Exercise description — Repeat verbatim every line of the material, beginning at the line that holds "the boy's nose" and ending at its last line.

Records excerpted from a collection
◆ ◆ ◆ ◆ ◆ ◆ ◆
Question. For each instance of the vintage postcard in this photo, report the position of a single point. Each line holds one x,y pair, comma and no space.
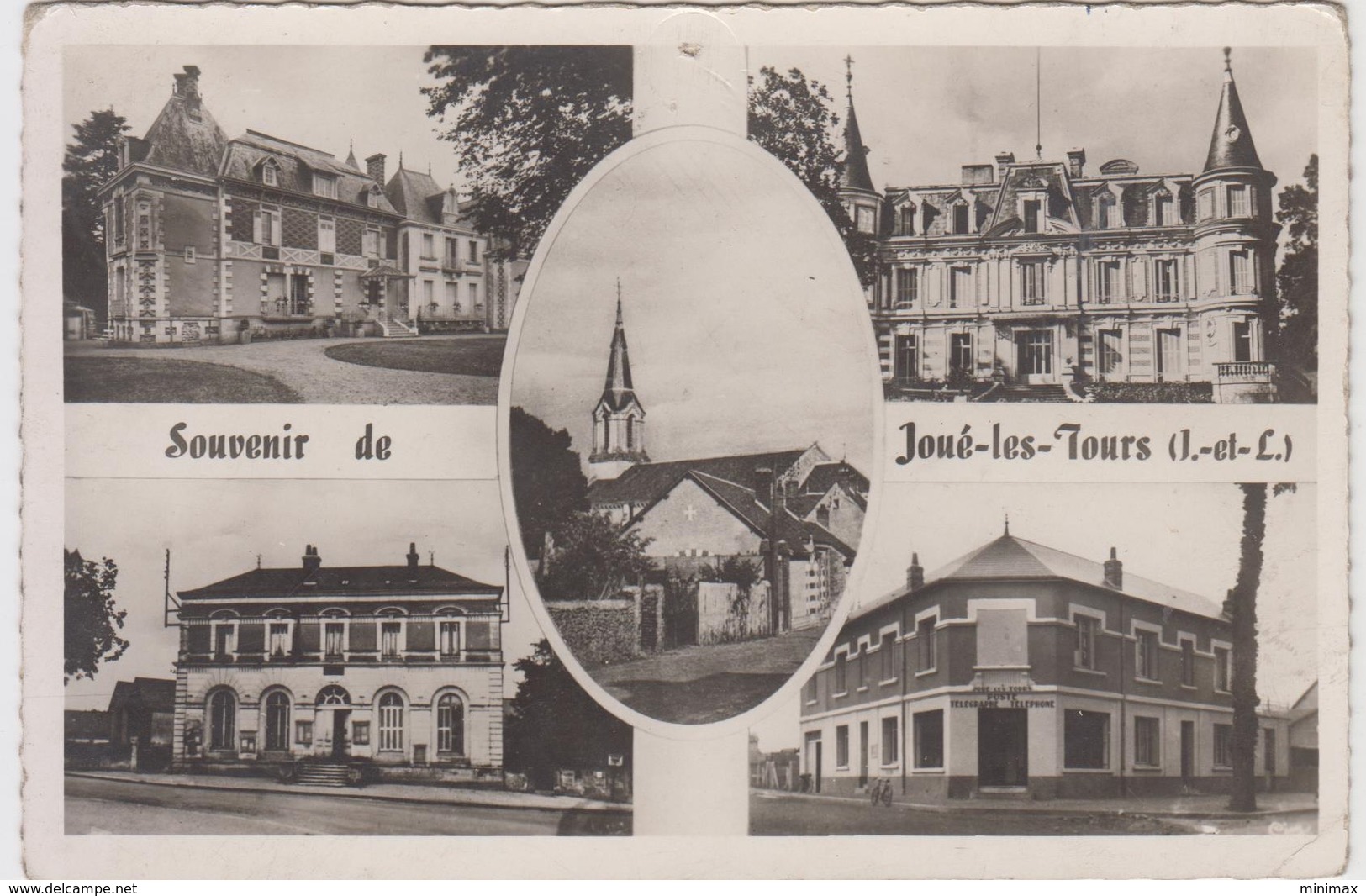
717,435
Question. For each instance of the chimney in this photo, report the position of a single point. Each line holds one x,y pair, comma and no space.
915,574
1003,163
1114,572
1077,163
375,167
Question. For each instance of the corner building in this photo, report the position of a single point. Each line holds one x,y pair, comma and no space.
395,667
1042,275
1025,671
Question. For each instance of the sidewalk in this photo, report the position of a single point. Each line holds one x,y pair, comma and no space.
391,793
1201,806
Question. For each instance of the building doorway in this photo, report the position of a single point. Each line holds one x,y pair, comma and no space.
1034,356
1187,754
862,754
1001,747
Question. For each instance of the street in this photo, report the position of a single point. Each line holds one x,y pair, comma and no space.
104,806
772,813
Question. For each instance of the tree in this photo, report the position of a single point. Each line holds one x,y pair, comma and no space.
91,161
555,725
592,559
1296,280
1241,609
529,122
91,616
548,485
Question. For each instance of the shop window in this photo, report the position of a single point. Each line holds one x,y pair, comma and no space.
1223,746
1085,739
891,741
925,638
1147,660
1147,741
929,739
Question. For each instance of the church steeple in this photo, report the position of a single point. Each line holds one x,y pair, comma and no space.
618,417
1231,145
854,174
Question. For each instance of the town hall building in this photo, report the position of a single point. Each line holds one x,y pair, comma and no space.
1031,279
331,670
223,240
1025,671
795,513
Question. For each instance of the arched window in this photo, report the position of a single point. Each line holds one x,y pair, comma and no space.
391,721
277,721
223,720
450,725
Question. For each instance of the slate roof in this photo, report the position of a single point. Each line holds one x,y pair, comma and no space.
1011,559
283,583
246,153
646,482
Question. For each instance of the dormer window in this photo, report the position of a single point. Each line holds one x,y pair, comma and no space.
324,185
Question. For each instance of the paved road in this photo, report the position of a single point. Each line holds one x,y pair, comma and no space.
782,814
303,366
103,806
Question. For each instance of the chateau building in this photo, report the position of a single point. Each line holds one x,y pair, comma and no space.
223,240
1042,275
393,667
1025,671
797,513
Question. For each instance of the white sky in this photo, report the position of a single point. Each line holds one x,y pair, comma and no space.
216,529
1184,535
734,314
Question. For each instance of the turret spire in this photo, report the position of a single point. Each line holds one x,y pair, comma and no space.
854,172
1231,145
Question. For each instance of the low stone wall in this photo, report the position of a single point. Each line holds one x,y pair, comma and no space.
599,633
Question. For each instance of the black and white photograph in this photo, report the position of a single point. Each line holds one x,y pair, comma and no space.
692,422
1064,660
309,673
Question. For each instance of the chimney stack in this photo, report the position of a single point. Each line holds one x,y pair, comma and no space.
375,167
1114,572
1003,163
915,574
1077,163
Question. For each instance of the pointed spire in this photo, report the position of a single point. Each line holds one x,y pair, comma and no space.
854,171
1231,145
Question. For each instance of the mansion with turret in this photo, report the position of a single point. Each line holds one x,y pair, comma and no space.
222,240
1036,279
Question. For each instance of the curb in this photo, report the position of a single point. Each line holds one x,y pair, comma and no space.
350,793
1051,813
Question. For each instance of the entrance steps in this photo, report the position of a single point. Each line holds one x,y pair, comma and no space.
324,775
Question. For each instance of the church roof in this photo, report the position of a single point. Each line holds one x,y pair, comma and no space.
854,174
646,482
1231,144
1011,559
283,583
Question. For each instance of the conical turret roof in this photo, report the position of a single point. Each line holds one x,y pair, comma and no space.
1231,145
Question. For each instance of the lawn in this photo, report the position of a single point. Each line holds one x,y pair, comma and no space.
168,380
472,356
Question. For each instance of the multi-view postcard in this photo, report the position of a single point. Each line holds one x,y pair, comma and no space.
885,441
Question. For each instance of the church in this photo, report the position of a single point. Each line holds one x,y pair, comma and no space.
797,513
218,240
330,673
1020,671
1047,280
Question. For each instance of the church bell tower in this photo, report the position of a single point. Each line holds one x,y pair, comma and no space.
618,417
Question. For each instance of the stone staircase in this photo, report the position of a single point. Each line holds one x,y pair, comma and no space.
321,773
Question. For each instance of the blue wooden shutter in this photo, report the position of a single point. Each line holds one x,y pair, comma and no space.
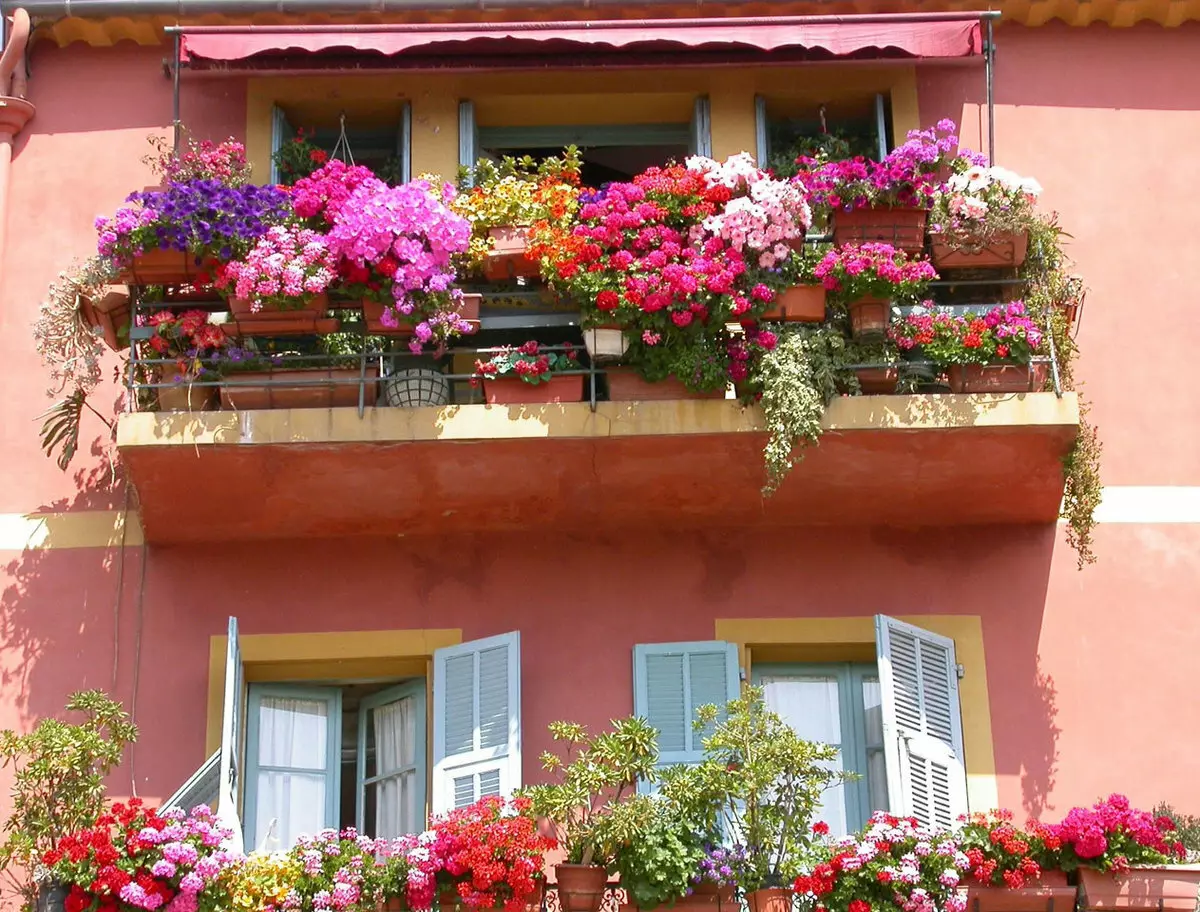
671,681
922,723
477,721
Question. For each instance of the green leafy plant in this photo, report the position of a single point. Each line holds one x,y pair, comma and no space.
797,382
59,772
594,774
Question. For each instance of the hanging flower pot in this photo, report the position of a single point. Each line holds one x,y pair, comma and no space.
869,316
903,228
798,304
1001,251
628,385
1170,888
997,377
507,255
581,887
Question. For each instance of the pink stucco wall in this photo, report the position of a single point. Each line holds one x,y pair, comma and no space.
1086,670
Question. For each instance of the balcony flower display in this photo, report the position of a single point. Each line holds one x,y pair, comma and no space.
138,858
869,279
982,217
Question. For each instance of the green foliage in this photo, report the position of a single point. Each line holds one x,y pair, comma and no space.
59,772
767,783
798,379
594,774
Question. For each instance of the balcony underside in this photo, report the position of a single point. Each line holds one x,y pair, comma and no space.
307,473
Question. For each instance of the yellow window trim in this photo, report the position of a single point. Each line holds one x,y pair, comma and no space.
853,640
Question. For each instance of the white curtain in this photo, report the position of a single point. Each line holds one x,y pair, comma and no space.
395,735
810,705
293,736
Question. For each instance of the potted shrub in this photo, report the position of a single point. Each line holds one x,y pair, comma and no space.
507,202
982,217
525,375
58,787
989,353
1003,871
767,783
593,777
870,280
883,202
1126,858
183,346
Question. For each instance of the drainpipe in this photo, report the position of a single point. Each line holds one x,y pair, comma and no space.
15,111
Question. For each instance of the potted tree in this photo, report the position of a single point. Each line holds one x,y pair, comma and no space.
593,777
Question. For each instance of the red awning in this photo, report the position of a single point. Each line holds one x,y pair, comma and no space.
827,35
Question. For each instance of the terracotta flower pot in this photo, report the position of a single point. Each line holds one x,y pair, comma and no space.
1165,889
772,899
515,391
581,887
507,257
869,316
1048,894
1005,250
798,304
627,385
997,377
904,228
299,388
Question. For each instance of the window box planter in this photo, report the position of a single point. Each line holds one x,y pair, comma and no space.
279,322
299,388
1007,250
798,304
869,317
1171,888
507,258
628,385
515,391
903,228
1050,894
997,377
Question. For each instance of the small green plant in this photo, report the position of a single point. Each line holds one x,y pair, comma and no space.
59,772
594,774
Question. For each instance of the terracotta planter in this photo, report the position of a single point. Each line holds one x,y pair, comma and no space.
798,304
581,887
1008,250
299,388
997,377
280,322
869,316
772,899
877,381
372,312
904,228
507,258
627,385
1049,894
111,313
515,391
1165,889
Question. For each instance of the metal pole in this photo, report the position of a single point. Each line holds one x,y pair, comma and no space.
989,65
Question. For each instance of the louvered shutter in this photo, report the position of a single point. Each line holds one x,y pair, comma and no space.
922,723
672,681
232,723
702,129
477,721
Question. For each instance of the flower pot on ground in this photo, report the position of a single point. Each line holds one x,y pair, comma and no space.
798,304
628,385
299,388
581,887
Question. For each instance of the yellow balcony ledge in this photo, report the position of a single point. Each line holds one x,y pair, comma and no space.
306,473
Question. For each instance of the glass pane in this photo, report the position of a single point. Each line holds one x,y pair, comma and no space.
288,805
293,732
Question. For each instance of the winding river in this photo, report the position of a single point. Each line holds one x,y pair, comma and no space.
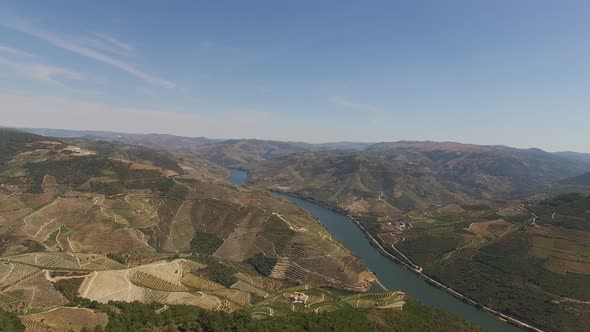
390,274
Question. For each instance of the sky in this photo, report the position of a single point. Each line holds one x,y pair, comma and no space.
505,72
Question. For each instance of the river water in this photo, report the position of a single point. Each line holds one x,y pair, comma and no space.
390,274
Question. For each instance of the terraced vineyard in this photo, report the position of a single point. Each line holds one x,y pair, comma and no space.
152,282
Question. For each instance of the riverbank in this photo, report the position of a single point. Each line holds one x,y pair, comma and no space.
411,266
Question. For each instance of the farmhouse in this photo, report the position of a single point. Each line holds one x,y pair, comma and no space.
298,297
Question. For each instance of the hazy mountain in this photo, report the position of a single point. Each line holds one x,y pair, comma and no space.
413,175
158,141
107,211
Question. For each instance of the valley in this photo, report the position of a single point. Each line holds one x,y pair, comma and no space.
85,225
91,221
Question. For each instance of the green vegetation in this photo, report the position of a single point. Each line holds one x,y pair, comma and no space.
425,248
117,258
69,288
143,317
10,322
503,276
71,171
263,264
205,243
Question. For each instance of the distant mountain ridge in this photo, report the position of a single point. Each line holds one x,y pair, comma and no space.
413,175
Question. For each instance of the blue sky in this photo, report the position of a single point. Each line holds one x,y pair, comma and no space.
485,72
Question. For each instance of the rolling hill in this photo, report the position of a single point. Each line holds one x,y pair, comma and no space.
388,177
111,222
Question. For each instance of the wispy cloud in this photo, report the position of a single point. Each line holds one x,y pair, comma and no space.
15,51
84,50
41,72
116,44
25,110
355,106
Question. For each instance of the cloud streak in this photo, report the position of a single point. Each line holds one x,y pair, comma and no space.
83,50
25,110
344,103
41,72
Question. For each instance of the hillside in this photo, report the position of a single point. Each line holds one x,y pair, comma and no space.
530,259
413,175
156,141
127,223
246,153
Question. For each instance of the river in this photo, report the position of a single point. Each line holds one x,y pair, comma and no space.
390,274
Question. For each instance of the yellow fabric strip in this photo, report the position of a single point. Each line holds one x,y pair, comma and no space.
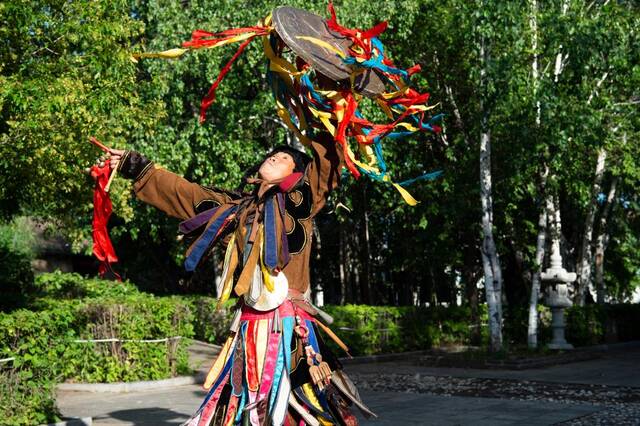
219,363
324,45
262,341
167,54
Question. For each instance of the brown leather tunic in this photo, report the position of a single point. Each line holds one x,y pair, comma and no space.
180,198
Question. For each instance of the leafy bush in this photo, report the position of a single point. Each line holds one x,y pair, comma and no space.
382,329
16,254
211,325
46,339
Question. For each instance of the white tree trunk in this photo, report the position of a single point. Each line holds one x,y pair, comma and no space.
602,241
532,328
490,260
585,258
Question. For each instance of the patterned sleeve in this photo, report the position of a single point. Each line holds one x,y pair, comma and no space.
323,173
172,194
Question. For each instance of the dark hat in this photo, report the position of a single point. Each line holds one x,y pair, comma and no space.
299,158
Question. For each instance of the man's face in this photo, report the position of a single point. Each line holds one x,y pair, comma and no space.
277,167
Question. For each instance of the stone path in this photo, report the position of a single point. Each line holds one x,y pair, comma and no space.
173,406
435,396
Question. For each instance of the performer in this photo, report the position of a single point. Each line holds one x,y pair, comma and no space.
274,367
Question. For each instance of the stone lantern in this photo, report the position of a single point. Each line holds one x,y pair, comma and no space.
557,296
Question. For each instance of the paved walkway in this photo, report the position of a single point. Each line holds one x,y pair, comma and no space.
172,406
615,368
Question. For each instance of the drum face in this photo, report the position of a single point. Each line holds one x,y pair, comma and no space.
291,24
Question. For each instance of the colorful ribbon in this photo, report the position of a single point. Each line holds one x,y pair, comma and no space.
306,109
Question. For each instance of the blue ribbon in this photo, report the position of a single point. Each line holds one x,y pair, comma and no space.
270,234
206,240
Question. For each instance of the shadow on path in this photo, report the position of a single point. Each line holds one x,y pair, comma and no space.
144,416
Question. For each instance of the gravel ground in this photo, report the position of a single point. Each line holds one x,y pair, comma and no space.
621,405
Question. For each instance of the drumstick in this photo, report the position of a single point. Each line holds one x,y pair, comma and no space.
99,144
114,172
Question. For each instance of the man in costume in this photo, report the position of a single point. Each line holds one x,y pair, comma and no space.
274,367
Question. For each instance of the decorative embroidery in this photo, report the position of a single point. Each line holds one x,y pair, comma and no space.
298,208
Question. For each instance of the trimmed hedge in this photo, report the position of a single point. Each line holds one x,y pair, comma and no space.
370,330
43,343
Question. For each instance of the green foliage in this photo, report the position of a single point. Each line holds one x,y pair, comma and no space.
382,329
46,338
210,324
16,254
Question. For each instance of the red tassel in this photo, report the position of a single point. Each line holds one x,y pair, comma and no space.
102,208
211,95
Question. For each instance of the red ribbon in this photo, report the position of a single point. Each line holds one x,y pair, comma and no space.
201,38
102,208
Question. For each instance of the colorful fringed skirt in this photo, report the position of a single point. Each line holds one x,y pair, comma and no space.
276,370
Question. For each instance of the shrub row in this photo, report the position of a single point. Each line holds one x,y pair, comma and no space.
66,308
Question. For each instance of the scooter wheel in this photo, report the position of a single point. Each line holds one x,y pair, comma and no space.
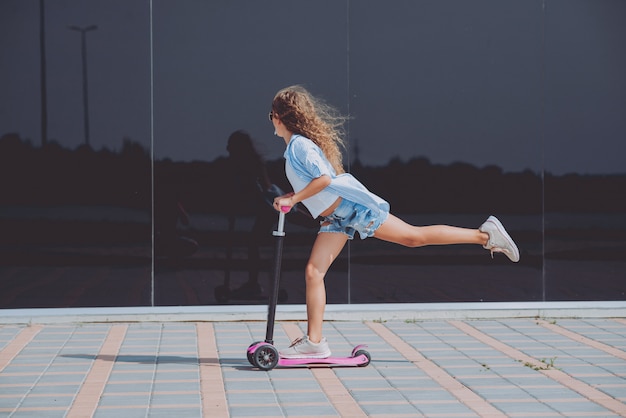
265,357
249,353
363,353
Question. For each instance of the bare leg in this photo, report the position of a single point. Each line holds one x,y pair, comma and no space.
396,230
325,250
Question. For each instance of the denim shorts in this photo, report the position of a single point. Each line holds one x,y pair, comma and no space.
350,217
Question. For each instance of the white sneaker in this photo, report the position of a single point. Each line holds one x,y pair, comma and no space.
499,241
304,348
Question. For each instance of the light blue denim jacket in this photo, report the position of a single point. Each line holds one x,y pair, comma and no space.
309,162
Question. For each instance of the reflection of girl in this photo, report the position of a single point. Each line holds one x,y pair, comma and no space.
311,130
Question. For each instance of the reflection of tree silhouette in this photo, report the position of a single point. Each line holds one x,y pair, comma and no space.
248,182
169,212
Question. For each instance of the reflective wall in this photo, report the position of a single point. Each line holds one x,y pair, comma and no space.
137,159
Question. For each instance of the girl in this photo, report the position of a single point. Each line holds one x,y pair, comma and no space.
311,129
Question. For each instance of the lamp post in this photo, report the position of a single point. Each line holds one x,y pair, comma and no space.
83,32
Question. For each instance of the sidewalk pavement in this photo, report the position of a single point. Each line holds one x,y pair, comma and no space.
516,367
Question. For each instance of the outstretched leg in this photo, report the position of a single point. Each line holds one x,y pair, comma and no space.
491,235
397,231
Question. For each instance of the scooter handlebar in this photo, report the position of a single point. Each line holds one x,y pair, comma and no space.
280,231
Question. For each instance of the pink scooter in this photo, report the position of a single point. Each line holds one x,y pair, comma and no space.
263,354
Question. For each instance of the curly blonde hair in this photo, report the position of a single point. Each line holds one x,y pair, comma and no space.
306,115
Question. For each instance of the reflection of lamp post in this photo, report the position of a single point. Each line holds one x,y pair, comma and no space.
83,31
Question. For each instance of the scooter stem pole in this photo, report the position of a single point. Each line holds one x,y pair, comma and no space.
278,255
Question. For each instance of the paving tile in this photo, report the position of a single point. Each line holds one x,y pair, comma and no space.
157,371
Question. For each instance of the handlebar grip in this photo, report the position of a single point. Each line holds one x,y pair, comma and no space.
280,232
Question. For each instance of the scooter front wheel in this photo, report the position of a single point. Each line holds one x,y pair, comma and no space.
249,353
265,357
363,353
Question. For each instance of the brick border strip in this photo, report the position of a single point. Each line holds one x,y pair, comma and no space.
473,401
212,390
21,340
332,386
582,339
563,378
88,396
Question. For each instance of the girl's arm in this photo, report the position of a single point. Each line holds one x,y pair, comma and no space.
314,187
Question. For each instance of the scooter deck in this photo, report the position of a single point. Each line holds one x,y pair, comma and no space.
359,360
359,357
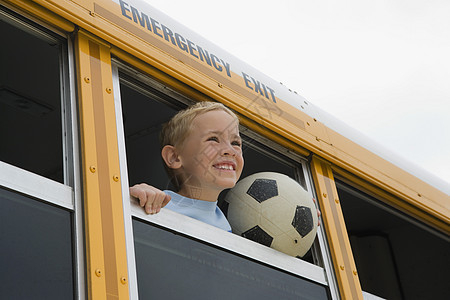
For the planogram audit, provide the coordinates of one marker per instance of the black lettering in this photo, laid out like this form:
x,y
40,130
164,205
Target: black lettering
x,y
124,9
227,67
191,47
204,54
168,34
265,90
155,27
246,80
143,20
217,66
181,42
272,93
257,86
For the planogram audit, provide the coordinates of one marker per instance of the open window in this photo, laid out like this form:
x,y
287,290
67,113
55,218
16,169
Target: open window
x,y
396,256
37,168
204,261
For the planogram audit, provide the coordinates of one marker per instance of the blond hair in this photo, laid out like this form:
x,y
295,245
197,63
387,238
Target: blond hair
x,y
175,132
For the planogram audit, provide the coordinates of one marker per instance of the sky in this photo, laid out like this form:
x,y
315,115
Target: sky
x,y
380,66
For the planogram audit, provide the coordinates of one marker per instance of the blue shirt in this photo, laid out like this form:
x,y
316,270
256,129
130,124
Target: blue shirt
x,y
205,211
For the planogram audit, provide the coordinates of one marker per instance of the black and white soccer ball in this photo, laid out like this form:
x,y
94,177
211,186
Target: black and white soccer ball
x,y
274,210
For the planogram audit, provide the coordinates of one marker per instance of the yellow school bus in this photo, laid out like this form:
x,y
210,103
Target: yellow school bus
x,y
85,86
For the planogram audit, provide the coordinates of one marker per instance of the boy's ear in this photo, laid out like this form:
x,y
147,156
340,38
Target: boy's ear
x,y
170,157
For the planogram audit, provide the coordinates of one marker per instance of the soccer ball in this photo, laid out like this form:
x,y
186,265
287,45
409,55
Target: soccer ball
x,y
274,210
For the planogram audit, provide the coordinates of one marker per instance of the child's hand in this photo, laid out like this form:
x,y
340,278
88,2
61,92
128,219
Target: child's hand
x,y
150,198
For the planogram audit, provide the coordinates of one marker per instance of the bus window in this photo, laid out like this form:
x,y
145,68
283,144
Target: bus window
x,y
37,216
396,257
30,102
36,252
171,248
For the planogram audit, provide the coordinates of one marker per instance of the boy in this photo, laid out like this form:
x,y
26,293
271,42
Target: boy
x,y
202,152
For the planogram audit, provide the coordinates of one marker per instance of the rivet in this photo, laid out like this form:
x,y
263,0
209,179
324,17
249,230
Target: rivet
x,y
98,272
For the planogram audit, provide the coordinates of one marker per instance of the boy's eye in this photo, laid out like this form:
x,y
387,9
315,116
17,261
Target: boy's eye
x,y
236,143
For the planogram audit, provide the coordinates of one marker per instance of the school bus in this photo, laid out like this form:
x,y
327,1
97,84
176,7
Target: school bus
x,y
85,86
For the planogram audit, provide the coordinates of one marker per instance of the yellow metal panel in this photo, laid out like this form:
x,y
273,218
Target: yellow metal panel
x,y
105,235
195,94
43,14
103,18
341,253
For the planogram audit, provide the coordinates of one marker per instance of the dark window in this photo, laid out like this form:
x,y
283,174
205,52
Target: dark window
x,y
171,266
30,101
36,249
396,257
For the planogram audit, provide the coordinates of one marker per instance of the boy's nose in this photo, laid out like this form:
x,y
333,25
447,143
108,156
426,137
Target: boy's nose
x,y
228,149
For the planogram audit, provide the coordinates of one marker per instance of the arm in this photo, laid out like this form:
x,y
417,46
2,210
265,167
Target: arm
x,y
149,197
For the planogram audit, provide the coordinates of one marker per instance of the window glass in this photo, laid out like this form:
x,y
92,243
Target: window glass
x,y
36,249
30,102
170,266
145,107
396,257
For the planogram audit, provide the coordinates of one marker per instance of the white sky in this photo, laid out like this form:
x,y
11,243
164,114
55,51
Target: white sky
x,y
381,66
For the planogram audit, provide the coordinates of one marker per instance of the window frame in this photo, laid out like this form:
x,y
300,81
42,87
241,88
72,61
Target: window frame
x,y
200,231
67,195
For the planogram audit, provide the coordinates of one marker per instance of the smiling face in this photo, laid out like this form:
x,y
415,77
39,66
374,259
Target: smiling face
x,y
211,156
◆ ◆ ◆ ◆ ◆ ◆ ◆
Written response —
For the planogram audit, provide the coordinates of one marker per instance of the boy's nose in this photo, laid out like this form:
x,y
333,25
447,143
108,156
426,137
Target: boy's nose
x,y
228,149
For the planogram audit, provide the coordinates of one marker per instance of the arm in this photo, laid out like this form:
x,y
417,46
2,210
265,167
Target: arm
x,y
149,197
For the planogram audit, provide the coordinates of one marker per instance of the window glass in this photo, laid out like this form:
x,y
92,243
Target: window glass
x,y
36,249
30,102
170,266
145,107
396,257
For the planogram audit, provide the coordinates of one marker per instance of the white sky in this photo, laid out like this form:
x,y
11,243
164,114
55,51
Target: white sky
x,y
381,66
For the planogram audit, provide the coordinates of one marker per instance of the window frame in this photo, laid out like this form:
x,y
300,81
42,87
241,88
72,61
Target: window frame
x,y
200,231
67,195
For the planogram audit, provide the coordinates of one marker per instance of the smiling face in this photo, laid out like this form:
x,y
415,77
39,66
374,259
Target: smiling face
x,y
211,156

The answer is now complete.